Excerpted text:

╔══

Disrupt or be disrupted - that was exactly the spirit in which the Growth Hacking team was created this year (also a Grab principle that is recognised on the 2017 CNBC Disruptor 50 list). This was a deliberate decision to nurture our scrappy DNA, and ensure that we had a dedicated space to experiment and enable intelligent risk-taking.
Focusing on initiatives with the highest impact to unlock exponential scaling, our lean and nimble Growth Hacking team tackles challenges considered either too niched or high-risk by business teams. We do this by delivering growth loops to Grab, with the ultimate aim to outserve our 68 million consumers across the region.
What is a growth loop?
A typical growth loop follows this path:
1. Actively acquire the right users through needs-based /observable traits segmentation.
2. Activate these users to change their behaviour through incentives or deterrents.
3. Engage these same users through an ongoing consumer lifecycle management programme.
4. Driving virality across the system to exponentially increase desired impact.
In order to create the most scalable and impactful growth loops, we chose to house our Growth Hacking team within our Technology organisation (instead of its traditional home: Marketing). This enables us to leverage our engineering expertise to increase the speed and scale of our experiments , A/B test frequently and deploy across different markets simultaneously.

╚══

Dataset entries:
╔══

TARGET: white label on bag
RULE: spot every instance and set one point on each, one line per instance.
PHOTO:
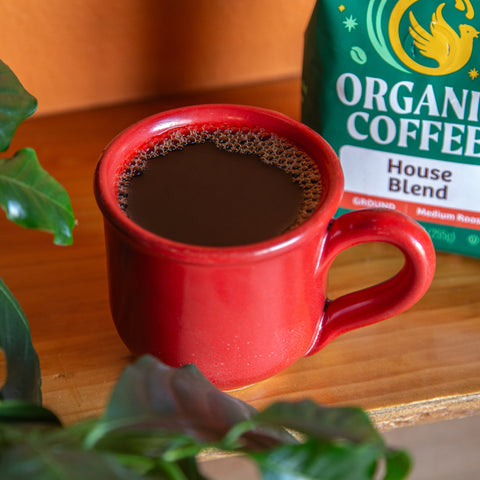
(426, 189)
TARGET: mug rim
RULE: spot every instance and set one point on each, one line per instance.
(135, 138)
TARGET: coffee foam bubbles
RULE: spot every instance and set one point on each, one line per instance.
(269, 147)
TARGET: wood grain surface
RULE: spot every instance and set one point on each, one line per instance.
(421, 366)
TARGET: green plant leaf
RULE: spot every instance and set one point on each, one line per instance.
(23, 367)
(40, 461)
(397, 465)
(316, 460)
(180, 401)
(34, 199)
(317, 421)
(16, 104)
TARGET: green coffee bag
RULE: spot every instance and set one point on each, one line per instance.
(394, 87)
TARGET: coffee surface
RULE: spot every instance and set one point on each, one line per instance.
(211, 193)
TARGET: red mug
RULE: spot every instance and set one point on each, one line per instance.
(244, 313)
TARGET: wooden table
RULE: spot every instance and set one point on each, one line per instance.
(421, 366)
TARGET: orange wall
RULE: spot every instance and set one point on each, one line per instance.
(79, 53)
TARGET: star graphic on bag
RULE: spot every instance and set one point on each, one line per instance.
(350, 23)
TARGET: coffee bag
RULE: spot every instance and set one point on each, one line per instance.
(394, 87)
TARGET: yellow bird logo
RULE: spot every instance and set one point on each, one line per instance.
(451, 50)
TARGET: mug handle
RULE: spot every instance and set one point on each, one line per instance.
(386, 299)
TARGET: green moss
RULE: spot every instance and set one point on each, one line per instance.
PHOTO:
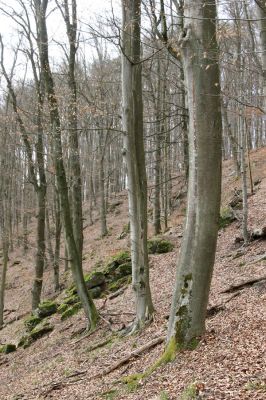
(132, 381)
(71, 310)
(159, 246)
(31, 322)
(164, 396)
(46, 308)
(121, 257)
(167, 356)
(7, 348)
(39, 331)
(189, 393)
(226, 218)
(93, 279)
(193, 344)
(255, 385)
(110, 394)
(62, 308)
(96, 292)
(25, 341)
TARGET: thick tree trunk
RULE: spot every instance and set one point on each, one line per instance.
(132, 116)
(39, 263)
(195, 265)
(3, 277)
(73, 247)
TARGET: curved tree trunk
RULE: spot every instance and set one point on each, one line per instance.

╚══

What you are asked to do:
In the growth hacking text above, how many consumers does the team ultimately aim to outserve? Please answer in one short phrase.

Exercise result:
68 million consumers across the region.